QUOTED TEXT:
◆ ◆ ◆ ◆

Slow consumer spending and sticky inflation have led to two consecutive quarters of economic contraction in the European Union. That means that the eurozone fell into a recession over the winter months, and growth this year is likely to be weak.
Economists say that the recession is mild and the broader European economy has managed to avoid a serious downturn — but they're also focused on the spillover effects onto the United States and the global economy.
If Europe sneezes, the economists ask, is it possible that the United States catches a cold?
The answer, said Federal Reserve Bank of New York economists Ozge Akinci and Paolo Pesenti, is more like "when Europe catches a cold the rest of the world sneezes."
What's happening: The 20 countries that use the euro fell into a mild recession around the turn of the year, as high inflation discouraged consumer spending and governments tightened their purse strings, according to a recent revision of data. That means both the eurozone and the whole of the EU are now lagging the US economy.
In the first three months of the year, economic output in the eurozone dropped 0.1% compared with the previous quarter, following a decline of the same magnitude in the final quarter of 2022.
GDP across the Atlantic, meanwhile, rose 0.3% in the first quarter after an increase of 0.6% in the fourth quarter last year, according to data from the Organisation for Economic Co-operation and Development.
But things may not stay that way for long.
Akinci and Pesenti recently examined whether economic crises in Europe have affected the US over the past thirty years. The answer, they reported, is a "(moderate) yes."

◆ ◆ ◆ ◆

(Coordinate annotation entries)

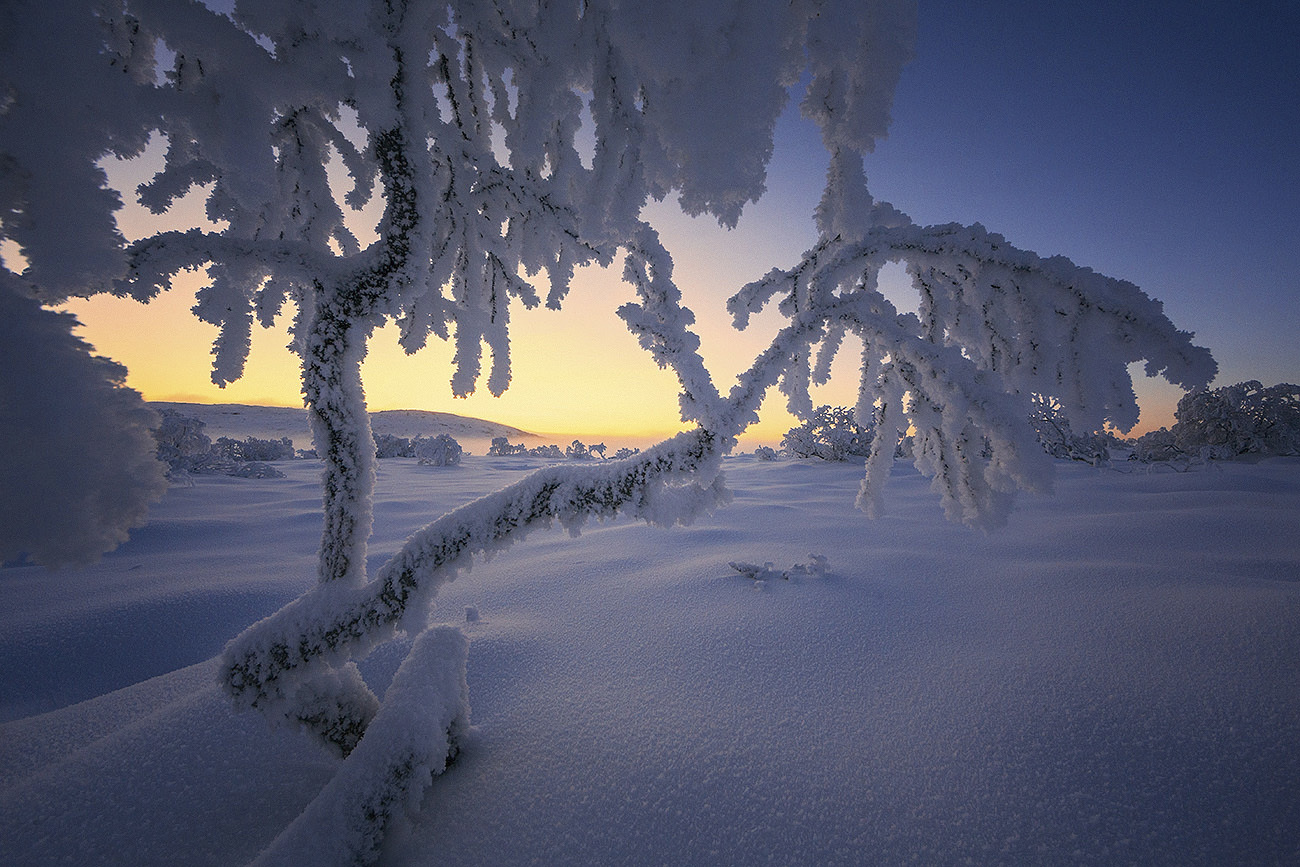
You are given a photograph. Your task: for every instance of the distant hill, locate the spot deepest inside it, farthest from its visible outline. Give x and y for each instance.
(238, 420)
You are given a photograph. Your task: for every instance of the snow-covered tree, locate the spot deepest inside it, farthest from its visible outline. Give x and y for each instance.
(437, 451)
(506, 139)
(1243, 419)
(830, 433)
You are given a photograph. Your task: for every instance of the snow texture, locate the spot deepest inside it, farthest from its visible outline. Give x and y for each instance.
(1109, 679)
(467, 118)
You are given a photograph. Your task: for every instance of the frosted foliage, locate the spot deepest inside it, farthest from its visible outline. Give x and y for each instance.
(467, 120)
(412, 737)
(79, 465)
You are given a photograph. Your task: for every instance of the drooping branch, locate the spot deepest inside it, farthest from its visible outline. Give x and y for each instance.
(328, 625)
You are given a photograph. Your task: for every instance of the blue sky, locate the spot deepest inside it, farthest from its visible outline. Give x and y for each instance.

◆ ◆ ◆ ◆

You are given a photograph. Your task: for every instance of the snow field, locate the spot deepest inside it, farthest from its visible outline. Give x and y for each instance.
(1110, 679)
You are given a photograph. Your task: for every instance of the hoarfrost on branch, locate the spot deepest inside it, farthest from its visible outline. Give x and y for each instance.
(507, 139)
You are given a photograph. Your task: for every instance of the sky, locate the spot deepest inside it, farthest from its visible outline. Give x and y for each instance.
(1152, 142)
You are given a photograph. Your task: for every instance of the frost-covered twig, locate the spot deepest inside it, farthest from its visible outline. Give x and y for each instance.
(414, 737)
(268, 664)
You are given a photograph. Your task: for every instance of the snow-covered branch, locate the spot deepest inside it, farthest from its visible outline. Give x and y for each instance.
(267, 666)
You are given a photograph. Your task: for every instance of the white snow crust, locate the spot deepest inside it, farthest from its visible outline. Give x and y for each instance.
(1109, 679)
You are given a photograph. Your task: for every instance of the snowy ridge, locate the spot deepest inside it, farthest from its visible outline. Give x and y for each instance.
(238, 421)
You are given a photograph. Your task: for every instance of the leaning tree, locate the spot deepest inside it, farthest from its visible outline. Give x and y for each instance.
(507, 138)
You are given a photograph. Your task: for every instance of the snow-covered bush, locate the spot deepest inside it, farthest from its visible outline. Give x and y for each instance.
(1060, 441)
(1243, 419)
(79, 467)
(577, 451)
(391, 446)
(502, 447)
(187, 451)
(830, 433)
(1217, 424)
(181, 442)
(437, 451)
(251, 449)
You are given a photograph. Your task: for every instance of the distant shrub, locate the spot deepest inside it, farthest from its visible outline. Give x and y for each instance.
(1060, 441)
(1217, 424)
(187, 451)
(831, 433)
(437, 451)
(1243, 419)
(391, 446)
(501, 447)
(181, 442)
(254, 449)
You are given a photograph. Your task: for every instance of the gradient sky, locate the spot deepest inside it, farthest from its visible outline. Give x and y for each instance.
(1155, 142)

◆ ◆ ◆ ◆

EXERCISE TASK 1:
Do these statements agree with the article on the eurozone recession? Answer yes or no for each, quoting the words of the article that decide it.
(a) Eurozone economic output fell 0.1% in the first three months of the year compared with the previous quarter.
(b) US GDP rose 0.6% in the first quarter.
(c) Akinci and Pesenti found that economic crises in Europe have not affected the US over the past thirty years.
EXERCISE TASK 2: According to the article on the eurozone recession, how many countries use the euro?
EXERCISE TASK 3: Summarize the article on the eurozone recession in two sentences.

PROBLEM SOLUTION 1:
(a) Yes: "economic output in the eurozone dropped 0.1% compared with the previous quarter"
(b) No: "rose 0.3% in the first quarter after an increase of 0.6% in the fourth quarter last year"
(c) No: "The answer, they reported, is a "(moderate) yes.""

PROBLEM SOLUTION 2: 20 countries.

PROBLEM SOLUTION 3: After two consecutive quarters of contraction, the eurozone fell into a mild recession around the turn of the year as high inflation discouraged consumer spending and governments tightened their purse strings, leaving it lagging the US economy. Economists are focused on spillover effects onto the US and the global economy, and New York Fed economists Akinci and Pesenti found that European economic crises over the past thirty years have affected the US, giving a "(moderate) yes."